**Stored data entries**
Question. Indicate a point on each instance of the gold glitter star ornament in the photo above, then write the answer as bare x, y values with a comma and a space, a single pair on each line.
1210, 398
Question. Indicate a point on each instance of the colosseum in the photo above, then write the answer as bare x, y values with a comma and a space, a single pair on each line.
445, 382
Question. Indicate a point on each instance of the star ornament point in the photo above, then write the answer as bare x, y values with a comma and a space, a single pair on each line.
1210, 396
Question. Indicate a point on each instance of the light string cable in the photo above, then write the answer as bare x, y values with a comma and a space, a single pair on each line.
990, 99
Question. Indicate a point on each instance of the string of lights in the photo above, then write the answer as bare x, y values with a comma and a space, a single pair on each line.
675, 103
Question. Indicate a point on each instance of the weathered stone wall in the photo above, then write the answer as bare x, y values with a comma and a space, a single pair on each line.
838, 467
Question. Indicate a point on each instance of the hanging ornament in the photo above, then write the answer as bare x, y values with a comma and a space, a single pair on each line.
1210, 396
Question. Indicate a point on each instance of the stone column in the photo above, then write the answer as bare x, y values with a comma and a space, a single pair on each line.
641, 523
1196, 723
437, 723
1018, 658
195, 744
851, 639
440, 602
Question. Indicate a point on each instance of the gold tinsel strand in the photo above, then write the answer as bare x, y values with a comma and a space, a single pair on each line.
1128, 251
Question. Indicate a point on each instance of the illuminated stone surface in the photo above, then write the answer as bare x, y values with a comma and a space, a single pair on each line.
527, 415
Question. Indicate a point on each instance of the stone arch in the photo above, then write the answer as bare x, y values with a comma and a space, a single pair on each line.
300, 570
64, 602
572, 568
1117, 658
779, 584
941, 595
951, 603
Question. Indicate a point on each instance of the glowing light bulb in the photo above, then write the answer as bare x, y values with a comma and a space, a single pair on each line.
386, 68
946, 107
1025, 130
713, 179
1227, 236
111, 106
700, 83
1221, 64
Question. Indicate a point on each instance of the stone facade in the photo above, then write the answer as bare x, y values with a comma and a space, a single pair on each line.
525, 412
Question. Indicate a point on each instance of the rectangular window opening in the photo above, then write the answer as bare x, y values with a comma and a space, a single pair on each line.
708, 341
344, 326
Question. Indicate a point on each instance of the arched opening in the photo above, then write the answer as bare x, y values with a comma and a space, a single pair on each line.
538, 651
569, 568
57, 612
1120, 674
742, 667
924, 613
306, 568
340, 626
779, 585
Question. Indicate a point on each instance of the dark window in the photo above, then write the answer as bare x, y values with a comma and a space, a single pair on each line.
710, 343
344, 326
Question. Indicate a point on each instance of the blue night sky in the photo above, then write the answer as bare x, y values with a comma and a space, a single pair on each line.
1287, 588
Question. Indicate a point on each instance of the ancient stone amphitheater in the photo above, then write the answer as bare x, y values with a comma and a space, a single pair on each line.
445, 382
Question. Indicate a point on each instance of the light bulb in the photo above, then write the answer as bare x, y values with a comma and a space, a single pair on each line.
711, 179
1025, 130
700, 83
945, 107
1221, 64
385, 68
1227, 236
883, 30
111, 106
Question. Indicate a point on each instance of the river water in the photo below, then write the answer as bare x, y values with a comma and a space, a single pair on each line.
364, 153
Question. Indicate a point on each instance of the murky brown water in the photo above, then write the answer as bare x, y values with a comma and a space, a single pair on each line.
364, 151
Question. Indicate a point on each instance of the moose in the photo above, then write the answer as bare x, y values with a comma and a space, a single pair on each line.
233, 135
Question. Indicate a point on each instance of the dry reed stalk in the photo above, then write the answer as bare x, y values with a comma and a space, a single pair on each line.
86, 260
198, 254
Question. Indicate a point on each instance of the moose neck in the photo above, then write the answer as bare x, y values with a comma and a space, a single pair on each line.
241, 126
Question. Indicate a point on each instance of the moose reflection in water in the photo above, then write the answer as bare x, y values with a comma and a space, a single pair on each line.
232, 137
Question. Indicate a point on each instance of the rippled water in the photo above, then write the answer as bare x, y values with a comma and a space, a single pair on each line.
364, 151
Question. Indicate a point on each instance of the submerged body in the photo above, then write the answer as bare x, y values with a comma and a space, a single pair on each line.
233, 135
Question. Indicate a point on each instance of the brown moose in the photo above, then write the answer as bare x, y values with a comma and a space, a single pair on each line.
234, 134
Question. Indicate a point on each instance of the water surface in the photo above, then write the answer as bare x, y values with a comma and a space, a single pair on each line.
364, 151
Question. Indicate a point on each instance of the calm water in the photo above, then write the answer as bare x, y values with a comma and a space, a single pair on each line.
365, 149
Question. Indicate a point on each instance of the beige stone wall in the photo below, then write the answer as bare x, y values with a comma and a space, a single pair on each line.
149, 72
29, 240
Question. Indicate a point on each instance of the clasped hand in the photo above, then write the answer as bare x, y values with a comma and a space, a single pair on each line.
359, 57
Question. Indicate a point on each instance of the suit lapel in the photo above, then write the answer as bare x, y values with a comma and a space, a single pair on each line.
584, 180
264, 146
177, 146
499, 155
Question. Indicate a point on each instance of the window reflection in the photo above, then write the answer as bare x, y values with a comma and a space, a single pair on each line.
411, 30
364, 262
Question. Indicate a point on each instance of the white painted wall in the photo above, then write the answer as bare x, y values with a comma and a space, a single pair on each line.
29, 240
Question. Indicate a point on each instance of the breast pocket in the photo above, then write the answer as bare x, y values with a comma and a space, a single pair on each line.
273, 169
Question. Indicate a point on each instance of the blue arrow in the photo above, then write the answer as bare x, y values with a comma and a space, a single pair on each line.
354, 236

**EXERCISE OBJECTIVE**
Write the data out once more. Keep every word the same.

**THE ANSWER**
Question. Indicate a point on each instance of the gold glitter star ornament in the photo above, then write the answer as bare x, y values with a comma and a space, a single pair on each line.
1210, 398
Question. Indicate a point on each instance of the colosseum in the photo above, then write the answer as bare x, y values with a comma and a space, a single pair on each line.
445, 382
Question. Indicate a point on each instance of the star ornament point in the photo above, then write the answer as bare x, y values with a comma and a space, a single pair on each line.
1210, 396
Question. Indicate a point on each instance of the light string cable in the photo above, then write the answer as bare x, y values with a comma and a space, a single pair on each line.
990, 99
Question. Indicate a point on each instance of the string of lights in the photo above, then write the answer as bare x, y values with a comma and a space, a single pair on each line.
675, 103
Question. Indicate a point on each instance of the weathered stone wall in the photo above, then write the answer as bare x, y values with a comma and a space, a single pair on each line.
838, 467
Question. Indicate a point on each instance of the hanging ornament in the photo above, then write the answer as bare x, y values with a comma and a space, a single pair on each line.
1210, 396
Question. Indicate a point on each instance of the stone column in the photo above, then write the answer as bare x, y values with a comma and a space, a single pair on each line.
641, 523
1196, 723
437, 723
1018, 658
195, 744
851, 639
440, 602
Question. Indicate a point on each instance of the gold tinsel strand in the photo above, then write the answer as bare x, y values with a comma and a space, a single pair on each line.
1128, 251
Question. Indicate a point on each instance of the illuminated stone surface in the photo above, then write the answer as bare x, y values with a comma and a space, a single pair on each line.
527, 415
Question. Indicate a point on each instance of the stone arch in the photo above, then write the answer as bare x, y values with a comma and a space, a single pair on each line.
300, 570
64, 602
572, 568
1117, 658
779, 584
941, 595
951, 603
Question. Indicate a point on each instance of the glowing light bulb in the photo above, then write the answer as bare x, y values with a comma and a space, a single pair on each line.
386, 68
946, 107
1025, 130
713, 179
1227, 236
111, 106
700, 83
1221, 64
Question. Indicate a point on each instance of the stone facade in the photo above, then write the answer as bare x, y values with a comma and a space, a single pair on each line.
525, 412
Question. Indicate a point on each instance of the rectangular window opening in the photo above, then write the answer as bare x, y values with a comma and a space, a single pair on each line.
708, 341
344, 326
Question. Indicate a point on each instance of the arched opening in the photo above, then write the answer as bare x, y values with a comma and a space, a single pair on each line.
538, 651
569, 568
57, 612
1120, 674
742, 667
924, 613
306, 568
340, 626
779, 585
Question. Indicate a point on each instance of the dark window in the photo above, then write the answer as bare x, y values with a comma and a space, a single pair on each line.
710, 343
344, 326
Question. Indicate a point on each instance of the blue night sky in the photo above, then write the answer as bare x, y values with a comma and a space, a single pair on each line.
1287, 588
Question. Indicate a point on each instance of the ancient stone amphitheater in the photo above, then write the answer as bare x, y values with a comma and a space, a single pair on each line.
445, 382
Question. Indicate a point on each instance of the light bulb in the photo above, then write the answer as bare x, y values with a comma and a space, a single pair on each line.
711, 179
1025, 130
700, 83
945, 107
1221, 64
385, 68
1227, 236
883, 30
111, 106
Question. Indicate a point on each instance of the river water in the photo below, then write the answer as bare x, y values with a comma and a space, a single pair on each line.
364, 153
Question. Indicate a point on each instance of the murky brown water in the photo above, then write the answer as bare x, y values with a comma and a space, a single pair on each line.
364, 151
Question. Indicate a point on each instance of the moose in the photo above, then write the answer as bare x, y values with a comma and a space, a single pair on each line.
233, 135
Question. Indicate a point on each instance of the dry reed stalk in the photo above, then write the answer as bare x, y values with a comma and a space, a single pair on each line.
86, 260
198, 254
Question. Indicate a point on each instance of the moose neck in the photo above, then write the answer as bare x, y values with a comma and a space, a single pair on each line.
241, 126
Question. Indicate a point on each instance of the moose reflection in water in the photo above, then write the answer as bare x, y values with a comma and a space, a single pair on each line.
232, 137
Question. Indicate a point on each instance of the rippled water in the photo above, then write the answer as bare x, y values with a comma and a space, a single pair on each line.
364, 151
Question. Indicate a point on each instance of the submerged body in the photo above, then write the answer as bare x, y values with a comma and a space, a single pair on each line.
233, 135
Question. Indicate a point on each instance of the brown moose in the photo above, then write the answer as bare x, y values with a comma and a space, a single pair on each line.
234, 134
Question. Indicate a point on each instance of the water surface in the photo above, then write the answer as bare x, y values with a comma and a space, a single pair on each line.
364, 151
Question. Indicate a point on each instance of the calm water in the photo above, then write the answer as bare x, y values with a comma and a space, a single pair on each line.
365, 149
Question. Indicate a point on each instance of the beige stone wall in the photo below, then write the answer as bare x, y values with a comma and a space, a single pair on each line.
149, 72
29, 240
Question. Indicate a point on each instance of the clasped hand in the photo above, then write the answer as bare x, y values with a comma and a space, a single pair on each line.
359, 57
Question. Indicate a point on each instance of the suit lapel in the photo above, then write the answer as bare x, y values with a comma and a space, a single pair on each line.
584, 180
264, 146
177, 146
499, 155
Question. Indicate a point on each instance of the window reflection in the photo above, then write the answer as bare x, y values with a comma and a space, a single pair on each line.
411, 30
364, 262
Question. Indicate a point on each instance of the white painted wall in the photo above, then write the answer as bare x, y values with a comma and a space, a single pair on each line.
29, 240
Question. Indicate a point on each instance of the breast pocket in the photo above, then write the answer as bare x, y values with a comma and a space, a single pair on each line.
273, 169
Question. Indicate a point on each instance of the blue arrow in the photo above, then write the answer as bare x, y values with a comma and a space, a single pair on each line.
354, 236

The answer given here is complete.